The Vegan Militia

... because we are all made out of meat!

Wild Goose Chase


I used to rant on here about awful error messages, but I kind of gave up as the problem kept getting worse. It seemed that error messages were getting less informative and error handling in code was getting worse. (I complained about this years ago) But here’s a cautionary tale about what the cost of this sloppiness can be.

So I inherited an internal service from another team, and one day I go to deploy an update, and the service will not start. I barely understand this thing or the language it is written in, and now I have to debug it!

At first I think the service is stuck trying to contact some external service which is gone. But after studying the error messages I find a cyclical nature to the errors: “starting service”, “starting subsystem x”, “starting subsystem y”, etc., “starting service”, repeating endlessly. So it is not hanging but crashing repeatedly with no error messages.

Now I come to the horrifying realization: If my service should go down for any reason, it will not start up again. I cannot patch the OS, or do anything which would cause a restart. If that happens, I will now have a crisis on my hands, and I don’t even know what is happening.

I poked around further and discovered that the on-disk logs had one more error message. I suppose this error did not make it out to the logging server before the service crashed. Sounds like another bug to me. But this error message was bewildering: “java.sql.SQLException: An attempt by a client to checkout a Connection has timed out.” That makes no sense. First off, which database? The service connects to several. Secondly, the time between the previous log entry and this one is around 2 seconds; no sane person would set a timeout that short. I found a timeout setting which was, bewilderingly, set to 1 second! I changed it to 10 seconds. Now the time gap in the log was 20 seconds. I am not sure why it is off by a factor of two. Perhaps there are two attempts to connect, or there is a straight up math error.

§ **PROBLEM SET**:
**1)** In the blog post about the service that would not start, what did the author change the timeout setting to?
**2)** Pick up the blog post about the service that would not start, and write on from its final sentence.

§ **MATERIAL PROVIDED**:
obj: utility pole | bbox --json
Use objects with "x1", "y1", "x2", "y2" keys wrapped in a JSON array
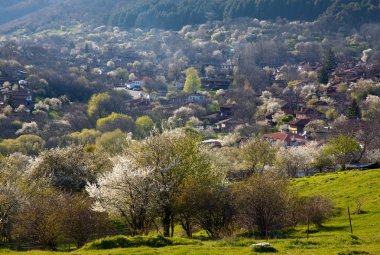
[{"x1": 347, "y1": 206, "x2": 354, "y2": 234}]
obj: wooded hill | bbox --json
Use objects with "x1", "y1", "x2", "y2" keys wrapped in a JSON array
[
  {"x1": 0, "y1": 0, "x2": 380, "y2": 32},
  {"x1": 106, "y1": 0, "x2": 380, "y2": 29}
]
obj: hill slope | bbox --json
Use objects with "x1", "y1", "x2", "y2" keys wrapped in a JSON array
[
  {"x1": 0, "y1": 170, "x2": 380, "y2": 255},
  {"x1": 0, "y1": 0, "x2": 380, "y2": 32}
]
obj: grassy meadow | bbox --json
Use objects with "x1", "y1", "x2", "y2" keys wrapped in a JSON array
[{"x1": 0, "y1": 170, "x2": 380, "y2": 255}]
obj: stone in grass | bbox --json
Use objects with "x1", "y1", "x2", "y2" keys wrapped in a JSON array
[{"x1": 251, "y1": 243, "x2": 277, "y2": 252}]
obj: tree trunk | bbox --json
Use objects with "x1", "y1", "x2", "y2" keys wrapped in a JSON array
[{"x1": 162, "y1": 209, "x2": 172, "y2": 237}]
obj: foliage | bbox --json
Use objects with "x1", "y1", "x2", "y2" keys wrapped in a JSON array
[
  {"x1": 0, "y1": 135, "x2": 45, "y2": 155},
  {"x1": 324, "y1": 134, "x2": 360, "y2": 169},
  {"x1": 95, "y1": 129, "x2": 131, "y2": 156},
  {"x1": 241, "y1": 138, "x2": 277, "y2": 173},
  {"x1": 135, "y1": 116, "x2": 154, "y2": 138},
  {"x1": 31, "y1": 146, "x2": 108, "y2": 192},
  {"x1": 235, "y1": 174, "x2": 290, "y2": 237},
  {"x1": 96, "y1": 113, "x2": 135, "y2": 132},
  {"x1": 83, "y1": 236, "x2": 197, "y2": 250},
  {"x1": 183, "y1": 67, "x2": 202, "y2": 93}
]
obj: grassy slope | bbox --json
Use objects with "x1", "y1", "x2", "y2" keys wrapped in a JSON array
[{"x1": 0, "y1": 170, "x2": 380, "y2": 255}]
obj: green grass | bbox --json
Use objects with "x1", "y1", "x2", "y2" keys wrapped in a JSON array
[{"x1": 0, "y1": 170, "x2": 380, "y2": 255}]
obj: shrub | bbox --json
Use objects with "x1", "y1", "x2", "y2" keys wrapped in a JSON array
[
  {"x1": 84, "y1": 235, "x2": 199, "y2": 250},
  {"x1": 252, "y1": 246, "x2": 278, "y2": 253}
]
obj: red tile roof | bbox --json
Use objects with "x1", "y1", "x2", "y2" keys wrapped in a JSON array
[{"x1": 263, "y1": 132, "x2": 307, "y2": 142}]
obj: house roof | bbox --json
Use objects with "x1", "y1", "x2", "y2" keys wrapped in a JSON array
[
  {"x1": 263, "y1": 132, "x2": 307, "y2": 142},
  {"x1": 289, "y1": 119, "x2": 310, "y2": 126},
  {"x1": 299, "y1": 108, "x2": 319, "y2": 114}
]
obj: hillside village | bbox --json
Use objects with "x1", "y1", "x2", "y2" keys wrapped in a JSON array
[
  {"x1": 0, "y1": 0, "x2": 380, "y2": 251},
  {"x1": 0, "y1": 19, "x2": 380, "y2": 170}
]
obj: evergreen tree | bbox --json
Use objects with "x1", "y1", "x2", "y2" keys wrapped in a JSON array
[
  {"x1": 318, "y1": 67, "x2": 329, "y2": 84},
  {"x1": 347, "y1": 99, "x2": 361, "y2": 120},
  {"x1": 183, "y1": 67, "x2": 202, "y2": 93}
]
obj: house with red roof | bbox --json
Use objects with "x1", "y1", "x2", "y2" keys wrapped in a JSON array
[{"x1": 263, "y1": 132, "x2": 308, "y2": 147}]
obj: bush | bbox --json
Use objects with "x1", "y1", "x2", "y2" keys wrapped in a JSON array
[
  {"x1": 84, "y1": 235, "x2": 199, "y2": 250},
  {"x1": 252, "y1": 246, "x2": 278, "y2": 253}
]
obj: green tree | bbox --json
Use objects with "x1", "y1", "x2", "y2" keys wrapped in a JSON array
[
  {"x1": 183, "y1": 67, "x2": 202, "y2": 93},
  {"x1": 130, "y1": 131, "x2": 211, "y2": 236},
  {"x1": 95, "y1": 129, "x2": 131, "y2": 156},
  {"x1": 347, "y1": 99, "x2": 361, "y2": 120},
  {"x1": 87, "y1": 93, "x2": 111, "y2": 120},
  {"x1": 234, "y1": 174, "x2": 291, "y2": 237},
  {"x1": 135, "y1": 116, "x2": 154, "y2": 138},
  {"x1": 96, "y1": 112, "x2": 135, "y2": 132},
  {"x1": 323, "y1": 134, "x2": 360, "y2": 169},
  {"x1": 31, "y1": 146, "x2": 108, "y2": 192},
  {"x1": 240, "y1": 139, "x2": 277, "y2": 173}
]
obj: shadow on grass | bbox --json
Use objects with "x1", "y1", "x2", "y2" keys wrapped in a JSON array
[{"x1": 318, "y1": 226, "x2": 348, "y2": 232}]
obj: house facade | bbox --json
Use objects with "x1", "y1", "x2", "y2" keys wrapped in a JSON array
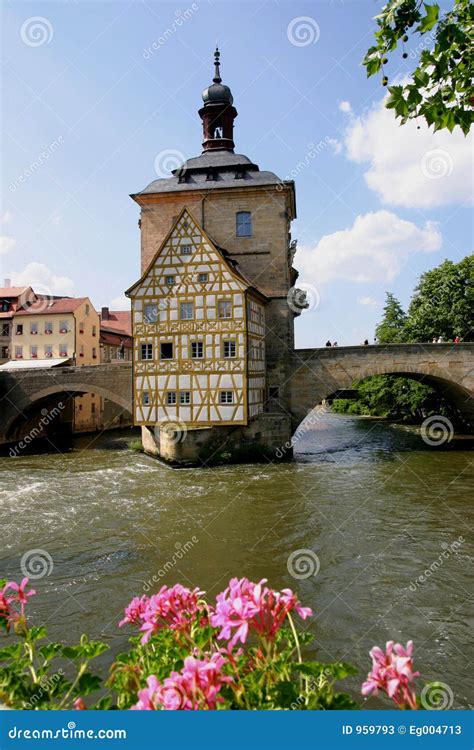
[{"x1": 127, "y1": 50, "x2": 304, "y2": 464}]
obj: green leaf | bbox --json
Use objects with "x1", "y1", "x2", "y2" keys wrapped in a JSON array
[{"x1": 415, "y1": 3, "x2": 439, "y2": 34}]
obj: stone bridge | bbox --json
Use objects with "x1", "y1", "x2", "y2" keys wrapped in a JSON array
[
  {"x1": 0, "y1": 363, "x2": 132, "y2": 443},
  {"x1": 0, "y1": 344, "x2": 474, "y2": 442},
  {"x1": 289, "y1": 344, "x2": 474, "y2": 429}
]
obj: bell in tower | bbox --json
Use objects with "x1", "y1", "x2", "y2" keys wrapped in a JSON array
[{"x1": 199, "y1": 47, "x2": 237, "y2": 152}]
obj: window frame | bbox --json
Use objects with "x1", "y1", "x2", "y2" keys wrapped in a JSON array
[
  {"x1": 222, "y1": 339, "x2": 237, "y2": 359},
  {"x1": 235, "y1": 211, "x2": 253, "y2": 237},
  {"x1": 191, "y1": 341, "x2": 204, "y2": 359},
  {"x1": 217, "y1": 298, "x2": 234, "y2": 320},
  {"x1": 160, "y1": 341, "x2": 174, "y2": 360},
  {"x1": 140, "y1": 341, "x2": 153, "y2": 362},
  {"x1": 179, "y1": 300, "x2": 194, "y2": 320},
  {"x1": 219, "y1": 390, "x2": 235, "y2": 406}
]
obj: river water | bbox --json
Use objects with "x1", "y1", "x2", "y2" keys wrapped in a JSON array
[{"x1": 0, "y1": 413, "x2": 474, "y2": 707}]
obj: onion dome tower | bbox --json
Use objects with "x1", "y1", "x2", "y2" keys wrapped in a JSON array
[{"x1": 199, "y1": 47, "x2": 237, "y2": 153}]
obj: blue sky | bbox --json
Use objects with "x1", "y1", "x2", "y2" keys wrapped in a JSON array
[{"x1": 0, "y1": 0, "x2": 472, "y2": 346}]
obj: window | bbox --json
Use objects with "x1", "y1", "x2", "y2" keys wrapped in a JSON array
[
  {"x1": 235, "y1": 211, "x2": 252, "y2": 237},
  {"x1": 191, "y1": 341, "x2": 204, "y2": 359},
  {"x1": 223, "y1": 341, "x2": 237, "y2": 359},
  {"x1": 219, "y1": 391, "x2": 234, "y2": 404},
  {"x1": 145, "y1": 305, "x2": 158, "y2": 323},
  {"x1": 160, "y1": 341, "x2": 173, "y2": 359},
  {"x1": 140, "y1": 344, "x2": 153, "y2": 359},
  {"x1": 179, "y1": 302, "x2": 194, "y2": 320},
  {"x1": 217, "y1": 299, "x2": 232, "y2": 318}
]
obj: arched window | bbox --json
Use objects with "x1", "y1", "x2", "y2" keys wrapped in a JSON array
[{"x1": 235, "y1": 211, "x2": 252, "y2": 237}]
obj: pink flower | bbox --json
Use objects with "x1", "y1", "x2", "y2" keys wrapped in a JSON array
[
  {"x1": 1, "y1": 578, "x2": 36, "y2": 615},
  {"x1": 140, "y1": 583, "x2": 204, "y2": 643},
  {"x1": 119, "y1": 596, "x2": 150, "y2": 628},
  {"x1": 132, "y1": 653, "x2": 232, "y2": 711},
  {"x1": 361, "y1": 641, "x2": 419, "y2": 708},
  {"x1": 211, "y1": 578, "x2": 313, "y2": 649}
]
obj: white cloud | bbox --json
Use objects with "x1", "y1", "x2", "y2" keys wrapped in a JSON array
[
  {"x1": 297, "y1": 210, "x2": 442, "y2": 285},
  {"x1": 109, "y1": 294, "x2": 131, "y2": 310},
  {"x1": 0, "y1": 234, "x2": 16, "y2": 255},
  {"x1": 345, "y1": 100, "x2": 472, "y2": 208},
  {"x1": 10, "y1": 263, "x2": 74, "y2": 297},
  {"x1": 339, "y1": 102, "x2": 352, "y2": 113},
  {"x1": 357, "y1": 297, "x2": 379, "y2": 307}
]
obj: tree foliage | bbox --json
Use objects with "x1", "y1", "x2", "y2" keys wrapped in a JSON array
[
  {"x1": 375, "y1": 292, "x2": 407, "y2": 344},
  {"x1": 333, "y1": 255, "x2": 474, "y2": 422},
  {"x1": 362, "y1": 0, "x2": 474, "y2": 134},
  {"x1": 405, "y1": 255, "x2": 474, "y2": 341}
]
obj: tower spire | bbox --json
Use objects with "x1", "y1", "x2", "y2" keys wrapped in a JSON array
[
  {"x1": 199, "y1": 46, "x2": 237, "y2": 151},
  {"x1": 212, "y1": 46, "x2": 222, "y2": 83}
]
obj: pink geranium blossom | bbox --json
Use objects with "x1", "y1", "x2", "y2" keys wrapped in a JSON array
[
  {"x1": 361, "y1": 641, "x2": 419, "y2": 708},
  {"x1": 0, "y1": 578, "x2": 36, "y2": 619},
  {"x1": 140, "y1": 583, "x2": 204, "y2": 643},
  {"x1": 132, "y1": 653, "x2": 232, "y2": 711},
  {"x1": 211, "y1": 578, "x2": 313, "y2": 649}
]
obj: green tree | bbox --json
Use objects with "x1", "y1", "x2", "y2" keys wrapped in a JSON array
[
  {"x1": 375, "y1": 292, "x2": 407, "y2": 344},
  {"x1": 406, "y1": 255, "x2": 474, "y2": 341},
  {"x1": 362, "y1": 0, "x2": 474, "y2": 134}
]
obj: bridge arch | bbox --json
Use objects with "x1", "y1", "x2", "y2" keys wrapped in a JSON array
[{"x1": 290, "y1": 344, "x2": 474, "y2": 430}]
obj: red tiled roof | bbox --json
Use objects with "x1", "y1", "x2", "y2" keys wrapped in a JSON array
[
  {"x1": 0, "y1": 286, "x2": 30, "y2": 299},
  {"x1": 100, "y1": 328, "x2": 132, "y2": 349},
  {"x1": 15, "y1": 294, "x2": 87, "y2": 317},
  {"x1": 100, "y1": 310, "x2": 132, "y2": 336}
]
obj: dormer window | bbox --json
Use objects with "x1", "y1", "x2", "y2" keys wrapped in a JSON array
[{"x1": 235, "y1": 211, "x2": 252, "y2": 237}]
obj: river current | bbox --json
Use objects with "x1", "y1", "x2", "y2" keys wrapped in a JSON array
[{"x1": 0, "y1": 413, "x2": 474, "y2": 707}]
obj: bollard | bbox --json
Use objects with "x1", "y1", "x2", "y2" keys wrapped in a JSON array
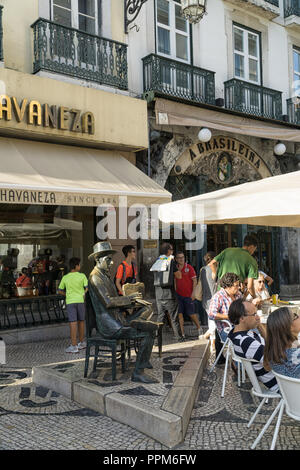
[{"x1": 0, "y1": 338, "x2": 6, "y2": 364}]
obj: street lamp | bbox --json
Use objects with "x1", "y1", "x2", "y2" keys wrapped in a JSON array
[
  {"x1": 124, "y1": 0, "x2": 207, "y2": 33},
  {"x1": 181, "y1": 0, "x2": 206, "y2": 23},
  {"x1": 274, "y1": 142, "x2": 286, "y2": 156}
]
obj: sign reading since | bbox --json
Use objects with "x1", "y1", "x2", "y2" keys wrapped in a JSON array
[{"x1": 0, "y1": 95, "x2": 95, "y2": 134}]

§ **EXPECTED RESPONSES**:
**1)** 10 seconds.

**2)**
Clearly there is something going wrong while connecting to the database, but that makes no sense: the database is running, and nothing has changed in any of the servers or network settings. That I know of. Better test it. The MySQL command line client gets through just fine. But maybe the library being used is at fault, so now I have to learn enough of this language to write a simple database client. Several hours later I have some code working. It works fine in every relevant context. So the “timeout” is, as I thought, a lie.

I dig through the stack trace and it seems whatever is going wrong is happening right here:

    Connection out = driver().connect( jdbcUrl, properties );
    if (out == null)
        throw new SQLException("Apparently, jdbc URL '" + jdbcUrl + "' is not valid for the underlying " +
                        "driver [" + driver() + "].");

From the stack trace it is clear the exception is being thrown, but somewhere along the line that error message, as uninformative as it is (i.e. there is no indication of why it failed), is getting lost or suppressed.

Fortunately, one of the previous maintainers pointed out a way to enable more detailed logging. Miraculously, it revealed this error message:

java.sql.SQLException: The server time zone value 'UTC' is unrecognized or represents more than one time zone. You must configure either the server or JDBC driver (via the serverTimezone configuration property) to use a more specifc time zone value if you want to utilize time zone support.

So a fatal error is happening when connecting to the database. But that fatal error is suppressed unless debugging output is enabled. Let’s just pause and re-read the last sentence. Furthermore, the message from the other exception shown above is getting dropped along the way. But regardless a helpful article on Stack Overflow which pointed out a simple solution to add “serverTimezone=UTC” to the URL. Problem solved!

Two great mysteries remain: What changed in order to cause the timezone disagreement? My best guess is that an OS update changed some obscure timezone setting in such a way as to cause one of the servers to become confused about their timezone. The other mystery is why this fatal error was only sometimes fatal, and that “sometimes” became more and more likely as time went on, so early on, the service would restart repeatedly but then come up after some number of retries, eventually this became infinite.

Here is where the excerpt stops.